Object pointing dataset lines
········
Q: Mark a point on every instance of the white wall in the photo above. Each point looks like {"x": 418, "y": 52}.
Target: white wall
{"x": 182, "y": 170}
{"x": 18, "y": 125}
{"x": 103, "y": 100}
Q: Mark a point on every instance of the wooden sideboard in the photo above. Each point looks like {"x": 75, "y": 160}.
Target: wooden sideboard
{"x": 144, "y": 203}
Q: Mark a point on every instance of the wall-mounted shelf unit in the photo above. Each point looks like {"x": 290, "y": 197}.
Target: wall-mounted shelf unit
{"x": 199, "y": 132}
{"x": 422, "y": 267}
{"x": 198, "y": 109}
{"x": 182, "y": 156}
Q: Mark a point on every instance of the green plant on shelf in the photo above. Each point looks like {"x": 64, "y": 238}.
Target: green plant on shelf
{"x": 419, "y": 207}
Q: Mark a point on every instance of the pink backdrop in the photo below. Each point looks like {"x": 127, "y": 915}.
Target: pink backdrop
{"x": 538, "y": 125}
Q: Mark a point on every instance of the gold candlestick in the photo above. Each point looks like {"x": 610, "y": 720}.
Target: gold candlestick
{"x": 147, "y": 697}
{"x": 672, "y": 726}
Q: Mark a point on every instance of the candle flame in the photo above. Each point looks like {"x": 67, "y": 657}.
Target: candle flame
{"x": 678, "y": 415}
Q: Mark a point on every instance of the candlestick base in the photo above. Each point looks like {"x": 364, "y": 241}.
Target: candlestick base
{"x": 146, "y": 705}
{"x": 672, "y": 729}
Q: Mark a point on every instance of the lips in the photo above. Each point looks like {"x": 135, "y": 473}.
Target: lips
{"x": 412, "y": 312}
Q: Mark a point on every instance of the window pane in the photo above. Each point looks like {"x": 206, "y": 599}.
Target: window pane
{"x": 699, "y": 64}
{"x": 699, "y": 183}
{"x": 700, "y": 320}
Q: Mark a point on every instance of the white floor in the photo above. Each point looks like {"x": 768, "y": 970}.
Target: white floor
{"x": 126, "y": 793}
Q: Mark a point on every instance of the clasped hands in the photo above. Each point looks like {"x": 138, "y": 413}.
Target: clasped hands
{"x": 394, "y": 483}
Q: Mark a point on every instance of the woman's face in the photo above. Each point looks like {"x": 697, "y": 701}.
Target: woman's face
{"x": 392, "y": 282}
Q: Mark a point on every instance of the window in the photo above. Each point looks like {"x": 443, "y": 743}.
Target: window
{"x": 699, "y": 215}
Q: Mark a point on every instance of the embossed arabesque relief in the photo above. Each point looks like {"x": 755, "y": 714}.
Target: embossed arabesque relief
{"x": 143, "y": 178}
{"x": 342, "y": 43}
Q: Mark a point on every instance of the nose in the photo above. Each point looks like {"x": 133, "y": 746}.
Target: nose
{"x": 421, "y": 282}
········
== THE EXERCISE ==
Copy out every one of the lines above word for word, with no changes.

== EXERCISE RESPONSE ==
Q: Mark a point on every instance of the white wall in the photo above. Each point looks like {"x": 418, "y": 52}.
Target: white wall
{"x": 182, "y": 170}
{"x": 18, "y": 125}
{"x": 103, "y": 100}
Q: Mark a point on every instance of the wooden sideboard in the photo above. Each point looks like {"x": 75, "y": 160}.
Target: wooden sideboard
{"x": 144, "y": 203}
Q: Mark a point on every instance of the wall-mounted shelf unit in the photo above. Each point looks like {"x": 290, "y": 197}.
Target: wall-mounted shelf unit
{"x": 199, "y": 132}
{"x": 422, "y": 267}
{"x": 198, "y": 109}
{"x": 182, "y": 156}
Q: Mark a point on every instance of the green plant on shelf in the photo above. Each point looks like {"x": 64, "y": 238}.
Target: green plant on shelf
{"x": 419, "y": 207}
Q: Mark a point on every instance of the pink backdrop in the photo below. Each point looks like {"x": 127, "y": 915}.
Target: pink backdrop
{"x": 538, "y": 125}
Q: Mark a point on every instance of the gold candlestick in the photo above. Each point looks like {"x": 610, "y": 720}.
Target: gold candlestick
{"x": 147, "y": 697}
{"x": 672, "y": 726}
Q: Mark a point on every instance of the candle flame in the photo above. Each point looks like {"x": 67, "y": 657}.
Target: candle flame
{"x": 678, "y": 415}
Q: Mark a point on every instance of the candlestick base in the photo above. Each point looks like {"x": 364, "y": 241}.
Target: candlestick base
{"x": 146, "y": 705}
{"x": 672, "y": 729}
Q: Mark a point on every instance of the lips in the photo above. Each point looks like {"x": 135, "y": 473}.
Target: lips
{"x": 412, "y": 312}
Q: Mark a point on every instance of the window pane in the photo above. Each point looks like {"x": 206, "y": 599}.
Target: window pane
{"x": 699, "y": 64}
{"x": 699, "y": 183}
{"x": 700, "y": 320}
Q: Mark a point on every instance of the white floor in the photo above. Each point looks like {"x": 768, "y": 970}.
Target: white floor
{"x": 126, "y": 793}
Q: Mark a point on every instance of the clasped hands in the photo above. Each point looks like {"x": 138, "y": 413}.
Target: clasped hands
{"x": 394, "y": 483}
Q: Mark a point on every instance of the woman's face in the photo above. Each point looks like {"x": 697, "y": 701}.
Target: woman's face
{"x": 392, "y": 282}
Q: Mark a point on every instance of the window in the photo above. Each point looks like {"x": 443, "y": 743}.
Target: window
{"x": 699, "y": 215}
Q: Mark a point on every instance of the embossed arabesque relief in the photo above. Each point looks like {"x": 755, "y": 714}.
Target: embossed arabesque relief
{"x": 143, "y": 178}
{"x": 342, "y": 43}
Q: Mark a point on every instance of the nose in the photo above. Each point looks like {"x": 133, "y": 746}.
Target: nose
{"x": 421, "y": 282}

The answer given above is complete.